The psychologist telling me "you aren't responsible" is meaningless to me. They might take legal responsibility, but I know full well that I will still have moral responsibility. Because it's my choice whether to continue or stop, given the knowledge of potential consequences, I am never free of that responsibility. Therefore, I would not proceed with the experiment.
I noticed you didn't actually answer the question.(NOTE: There are 3 pages of this thread I haven't read, so if you actually DID answer it later, you can obviously ignore this)
OT: Honestly?.......I probably wouldn't stop until very late into the experiment, if at all. Although if the voltage got high enough, I think I'd figure out it was fake.
Seriously, though. That experiment is pretty twisted.
I haven't per se answered the question in the thread, because it's impossible to know. i have however, discussed the experiment at length in this thread, so based on those comments myopinion should be pretty clear. Most people complete the experiment, and of those that don't, most still go along way past the point that they are inflicting harm.

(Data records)

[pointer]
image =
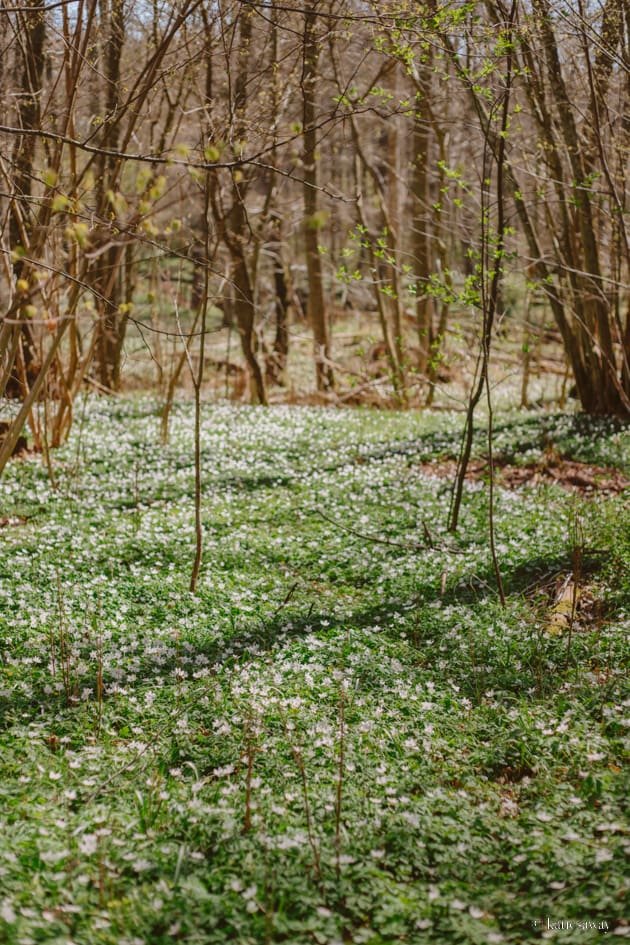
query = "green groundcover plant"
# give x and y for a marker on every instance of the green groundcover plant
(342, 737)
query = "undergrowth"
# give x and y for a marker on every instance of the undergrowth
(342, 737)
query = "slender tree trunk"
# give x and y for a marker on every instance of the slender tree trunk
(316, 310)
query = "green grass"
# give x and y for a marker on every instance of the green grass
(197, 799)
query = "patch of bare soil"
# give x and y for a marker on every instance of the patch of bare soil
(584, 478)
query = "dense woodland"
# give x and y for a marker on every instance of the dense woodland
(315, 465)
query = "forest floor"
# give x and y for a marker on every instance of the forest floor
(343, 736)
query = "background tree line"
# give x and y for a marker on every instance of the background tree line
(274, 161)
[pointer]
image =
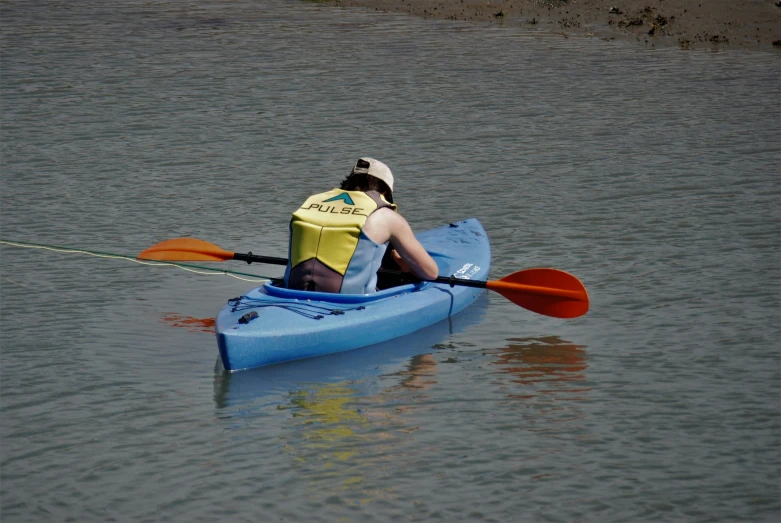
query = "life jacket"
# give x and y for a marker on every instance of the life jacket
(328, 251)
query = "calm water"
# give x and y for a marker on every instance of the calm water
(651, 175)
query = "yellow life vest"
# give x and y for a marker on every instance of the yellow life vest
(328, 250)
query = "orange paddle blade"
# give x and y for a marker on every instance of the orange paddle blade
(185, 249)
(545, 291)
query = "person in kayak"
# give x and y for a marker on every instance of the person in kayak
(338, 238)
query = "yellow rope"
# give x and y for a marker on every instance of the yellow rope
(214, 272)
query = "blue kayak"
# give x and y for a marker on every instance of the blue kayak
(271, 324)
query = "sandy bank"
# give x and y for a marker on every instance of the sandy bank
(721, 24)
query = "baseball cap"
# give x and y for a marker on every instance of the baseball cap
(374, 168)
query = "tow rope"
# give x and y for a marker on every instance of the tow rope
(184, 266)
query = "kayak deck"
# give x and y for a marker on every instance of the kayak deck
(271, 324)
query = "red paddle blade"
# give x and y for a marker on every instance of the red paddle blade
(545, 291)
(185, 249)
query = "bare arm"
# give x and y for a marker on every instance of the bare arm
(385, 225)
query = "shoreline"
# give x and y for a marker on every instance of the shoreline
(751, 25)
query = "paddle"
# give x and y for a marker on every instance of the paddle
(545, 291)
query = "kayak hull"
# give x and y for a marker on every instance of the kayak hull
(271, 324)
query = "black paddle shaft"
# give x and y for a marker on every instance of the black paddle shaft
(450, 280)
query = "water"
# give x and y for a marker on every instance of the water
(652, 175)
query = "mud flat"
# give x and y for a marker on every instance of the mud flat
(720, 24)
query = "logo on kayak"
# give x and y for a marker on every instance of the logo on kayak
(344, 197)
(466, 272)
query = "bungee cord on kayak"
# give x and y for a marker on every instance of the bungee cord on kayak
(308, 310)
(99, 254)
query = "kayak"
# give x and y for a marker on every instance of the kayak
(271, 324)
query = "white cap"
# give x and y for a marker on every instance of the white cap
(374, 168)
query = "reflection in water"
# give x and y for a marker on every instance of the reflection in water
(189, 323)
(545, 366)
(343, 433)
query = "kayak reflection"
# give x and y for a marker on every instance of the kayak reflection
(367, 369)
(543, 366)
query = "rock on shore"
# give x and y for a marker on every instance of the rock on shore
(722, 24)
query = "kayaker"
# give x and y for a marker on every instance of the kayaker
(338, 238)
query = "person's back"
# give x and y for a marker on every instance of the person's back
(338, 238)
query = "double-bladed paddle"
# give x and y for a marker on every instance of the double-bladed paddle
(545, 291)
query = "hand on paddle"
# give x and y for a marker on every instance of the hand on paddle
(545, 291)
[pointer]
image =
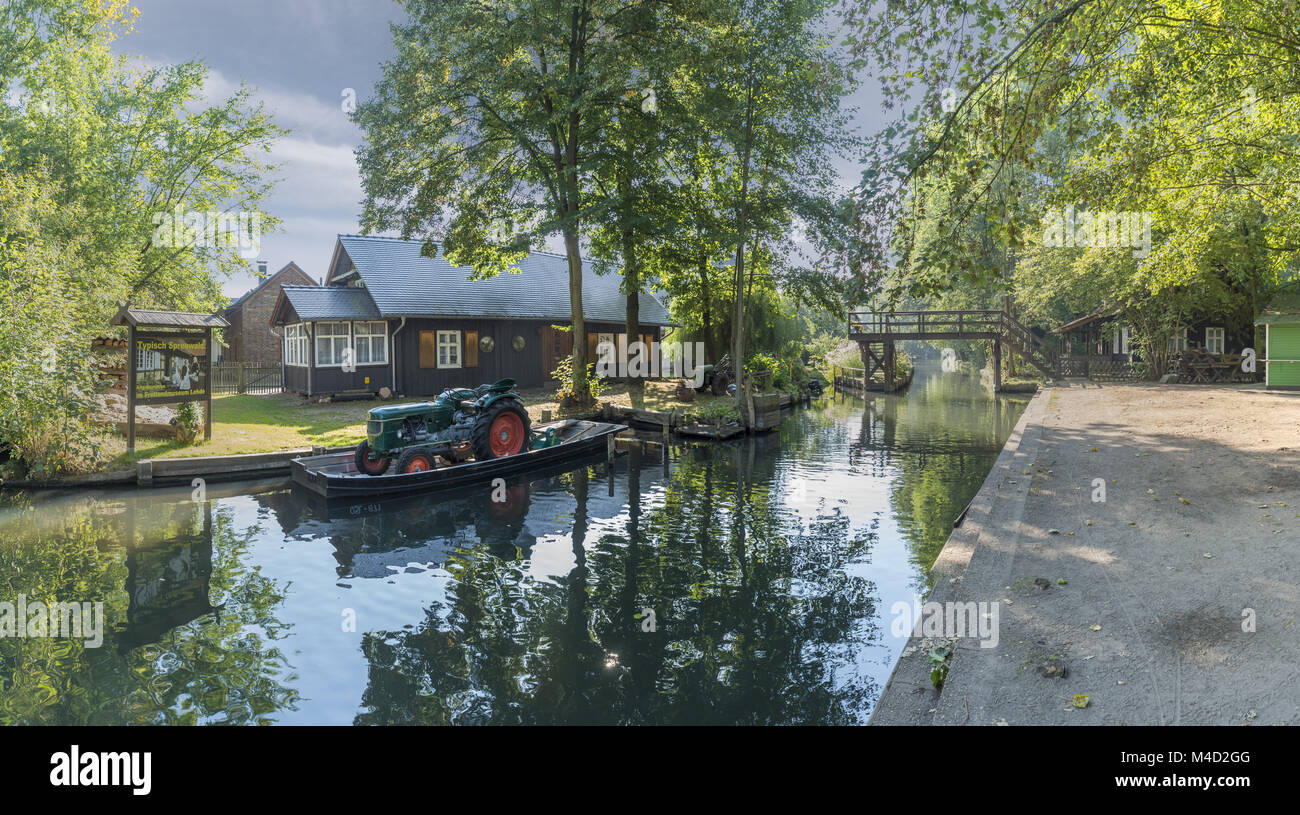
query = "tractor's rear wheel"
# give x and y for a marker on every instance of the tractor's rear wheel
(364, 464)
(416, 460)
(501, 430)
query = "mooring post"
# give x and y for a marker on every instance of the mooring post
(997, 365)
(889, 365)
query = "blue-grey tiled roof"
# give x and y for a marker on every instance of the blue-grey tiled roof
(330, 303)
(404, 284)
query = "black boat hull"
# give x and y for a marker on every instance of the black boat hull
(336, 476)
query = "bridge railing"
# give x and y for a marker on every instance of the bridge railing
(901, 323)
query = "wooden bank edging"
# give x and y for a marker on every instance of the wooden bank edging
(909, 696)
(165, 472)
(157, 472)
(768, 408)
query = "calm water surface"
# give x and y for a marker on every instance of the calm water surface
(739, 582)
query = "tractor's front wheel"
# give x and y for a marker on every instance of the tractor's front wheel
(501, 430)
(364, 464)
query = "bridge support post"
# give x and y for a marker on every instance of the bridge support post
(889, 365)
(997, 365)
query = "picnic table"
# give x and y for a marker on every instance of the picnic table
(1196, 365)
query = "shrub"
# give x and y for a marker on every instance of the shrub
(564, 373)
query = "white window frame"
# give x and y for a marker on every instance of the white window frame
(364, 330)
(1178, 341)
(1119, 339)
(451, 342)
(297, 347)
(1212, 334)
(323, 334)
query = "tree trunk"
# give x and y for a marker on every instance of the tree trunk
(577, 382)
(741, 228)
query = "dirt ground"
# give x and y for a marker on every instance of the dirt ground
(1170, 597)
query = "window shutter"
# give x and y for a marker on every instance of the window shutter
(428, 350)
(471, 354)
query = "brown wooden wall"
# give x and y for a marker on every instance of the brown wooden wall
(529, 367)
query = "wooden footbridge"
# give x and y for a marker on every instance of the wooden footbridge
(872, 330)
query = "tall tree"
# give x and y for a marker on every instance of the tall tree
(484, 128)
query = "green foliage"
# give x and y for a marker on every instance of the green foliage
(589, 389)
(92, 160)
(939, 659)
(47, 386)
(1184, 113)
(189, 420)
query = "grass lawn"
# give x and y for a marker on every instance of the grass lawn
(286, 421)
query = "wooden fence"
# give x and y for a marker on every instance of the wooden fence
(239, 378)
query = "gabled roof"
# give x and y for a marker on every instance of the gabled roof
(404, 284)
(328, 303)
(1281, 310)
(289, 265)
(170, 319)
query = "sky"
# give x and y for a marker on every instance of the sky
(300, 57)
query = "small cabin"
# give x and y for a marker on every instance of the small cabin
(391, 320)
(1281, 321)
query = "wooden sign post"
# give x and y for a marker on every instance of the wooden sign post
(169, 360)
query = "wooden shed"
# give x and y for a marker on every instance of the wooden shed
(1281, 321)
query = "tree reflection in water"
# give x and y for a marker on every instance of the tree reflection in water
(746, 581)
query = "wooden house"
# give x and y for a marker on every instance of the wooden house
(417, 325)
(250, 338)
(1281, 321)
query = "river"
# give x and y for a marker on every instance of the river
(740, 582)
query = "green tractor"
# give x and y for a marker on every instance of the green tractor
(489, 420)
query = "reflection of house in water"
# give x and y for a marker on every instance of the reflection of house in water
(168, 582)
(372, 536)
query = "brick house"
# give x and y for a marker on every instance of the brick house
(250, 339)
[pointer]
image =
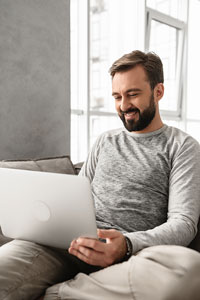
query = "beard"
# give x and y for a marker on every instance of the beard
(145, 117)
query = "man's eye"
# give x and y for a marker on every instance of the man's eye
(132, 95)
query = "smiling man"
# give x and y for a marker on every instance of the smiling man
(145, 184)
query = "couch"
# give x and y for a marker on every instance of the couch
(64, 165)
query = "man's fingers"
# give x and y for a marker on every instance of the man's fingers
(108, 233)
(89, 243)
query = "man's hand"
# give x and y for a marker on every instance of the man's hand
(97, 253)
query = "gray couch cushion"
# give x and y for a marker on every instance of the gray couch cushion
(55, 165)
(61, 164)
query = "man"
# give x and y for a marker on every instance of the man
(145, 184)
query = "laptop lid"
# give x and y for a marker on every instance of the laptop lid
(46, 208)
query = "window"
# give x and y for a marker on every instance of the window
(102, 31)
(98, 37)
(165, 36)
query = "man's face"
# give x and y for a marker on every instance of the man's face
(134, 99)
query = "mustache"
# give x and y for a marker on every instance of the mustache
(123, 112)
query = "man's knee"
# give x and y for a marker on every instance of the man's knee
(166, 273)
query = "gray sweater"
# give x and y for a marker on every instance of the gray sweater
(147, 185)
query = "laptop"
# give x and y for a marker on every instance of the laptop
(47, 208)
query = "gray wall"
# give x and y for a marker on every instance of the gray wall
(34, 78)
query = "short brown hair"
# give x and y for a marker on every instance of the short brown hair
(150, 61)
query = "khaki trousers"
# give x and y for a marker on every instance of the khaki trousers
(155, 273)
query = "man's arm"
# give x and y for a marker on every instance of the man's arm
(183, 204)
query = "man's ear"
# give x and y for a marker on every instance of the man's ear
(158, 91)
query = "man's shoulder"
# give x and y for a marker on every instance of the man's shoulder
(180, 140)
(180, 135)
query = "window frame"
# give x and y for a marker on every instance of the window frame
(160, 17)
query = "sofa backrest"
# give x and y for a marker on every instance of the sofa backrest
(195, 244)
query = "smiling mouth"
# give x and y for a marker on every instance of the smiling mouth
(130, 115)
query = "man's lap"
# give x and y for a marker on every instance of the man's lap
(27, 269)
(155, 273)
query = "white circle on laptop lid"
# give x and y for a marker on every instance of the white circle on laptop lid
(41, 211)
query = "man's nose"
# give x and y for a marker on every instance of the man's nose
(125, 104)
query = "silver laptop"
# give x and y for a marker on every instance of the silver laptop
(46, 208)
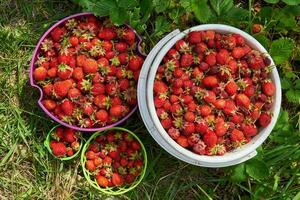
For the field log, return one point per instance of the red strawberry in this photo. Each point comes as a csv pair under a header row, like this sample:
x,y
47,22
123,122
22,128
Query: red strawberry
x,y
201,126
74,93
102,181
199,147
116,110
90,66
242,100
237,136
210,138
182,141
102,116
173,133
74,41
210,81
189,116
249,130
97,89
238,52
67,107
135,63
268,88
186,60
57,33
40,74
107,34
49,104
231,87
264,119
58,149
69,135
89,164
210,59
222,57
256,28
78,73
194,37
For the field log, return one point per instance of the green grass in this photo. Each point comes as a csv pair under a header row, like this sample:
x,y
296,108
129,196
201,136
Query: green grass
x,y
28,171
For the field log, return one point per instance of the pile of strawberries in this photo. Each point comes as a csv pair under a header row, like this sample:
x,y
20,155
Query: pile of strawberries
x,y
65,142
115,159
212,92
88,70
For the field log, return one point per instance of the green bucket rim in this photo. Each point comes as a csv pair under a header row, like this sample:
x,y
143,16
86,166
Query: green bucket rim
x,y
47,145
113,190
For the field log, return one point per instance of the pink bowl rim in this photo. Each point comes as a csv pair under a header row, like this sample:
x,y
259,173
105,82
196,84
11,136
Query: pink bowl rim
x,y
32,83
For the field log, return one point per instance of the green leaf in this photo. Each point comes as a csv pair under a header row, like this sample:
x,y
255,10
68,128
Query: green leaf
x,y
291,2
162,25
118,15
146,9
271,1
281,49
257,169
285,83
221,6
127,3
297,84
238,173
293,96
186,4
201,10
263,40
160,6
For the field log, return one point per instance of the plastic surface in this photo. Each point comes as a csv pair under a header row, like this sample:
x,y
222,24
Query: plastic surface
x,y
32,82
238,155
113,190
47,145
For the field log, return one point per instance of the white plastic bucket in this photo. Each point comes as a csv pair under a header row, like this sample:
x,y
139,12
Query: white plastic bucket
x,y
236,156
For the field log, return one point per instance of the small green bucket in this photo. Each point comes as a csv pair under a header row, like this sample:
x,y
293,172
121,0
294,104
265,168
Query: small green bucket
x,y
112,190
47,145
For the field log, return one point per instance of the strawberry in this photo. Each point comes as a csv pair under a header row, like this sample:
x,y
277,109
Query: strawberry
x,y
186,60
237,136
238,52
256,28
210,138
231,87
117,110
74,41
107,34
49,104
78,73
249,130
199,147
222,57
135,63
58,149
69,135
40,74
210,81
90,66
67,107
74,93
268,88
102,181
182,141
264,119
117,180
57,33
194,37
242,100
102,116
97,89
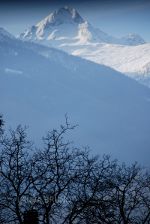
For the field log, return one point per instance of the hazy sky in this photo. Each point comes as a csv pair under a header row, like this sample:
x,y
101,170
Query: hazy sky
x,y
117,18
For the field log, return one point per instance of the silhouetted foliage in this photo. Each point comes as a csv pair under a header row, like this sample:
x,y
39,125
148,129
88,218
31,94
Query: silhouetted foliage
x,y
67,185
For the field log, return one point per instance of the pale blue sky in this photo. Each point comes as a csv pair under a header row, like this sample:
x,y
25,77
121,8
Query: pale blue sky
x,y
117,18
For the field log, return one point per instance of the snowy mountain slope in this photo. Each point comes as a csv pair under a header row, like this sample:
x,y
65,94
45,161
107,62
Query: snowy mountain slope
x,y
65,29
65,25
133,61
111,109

### [Exercise brief]
Repeat word for word the part of the experiment discussion starting with "I noticed you" and going on through "are inflicting harm.". The records are standalone material, separate from the text.

### [Answer to this exercise]
I noticed you didn't actually answer the question.(NOTE: There are 3 pages of this thread I haven't read, so if you actually DID answer it later, you can obviously ignore this)
OT: Honestly?.......I probably wouldn't stop until very late into the experiment, if at all. Although if the voltage got high enough, I think I'd figure out it was fake.
Seriously, though. That experiment is pretty twisted.
I haven't per se answered the question in the thread, because it's impossible to know. i have however, discussed the experiment at length in this thread, so based on those comments myopinion should be pretty clear. Most people complete the experiment, and of those that don't, most still go along way past the point that they are inflicting harm.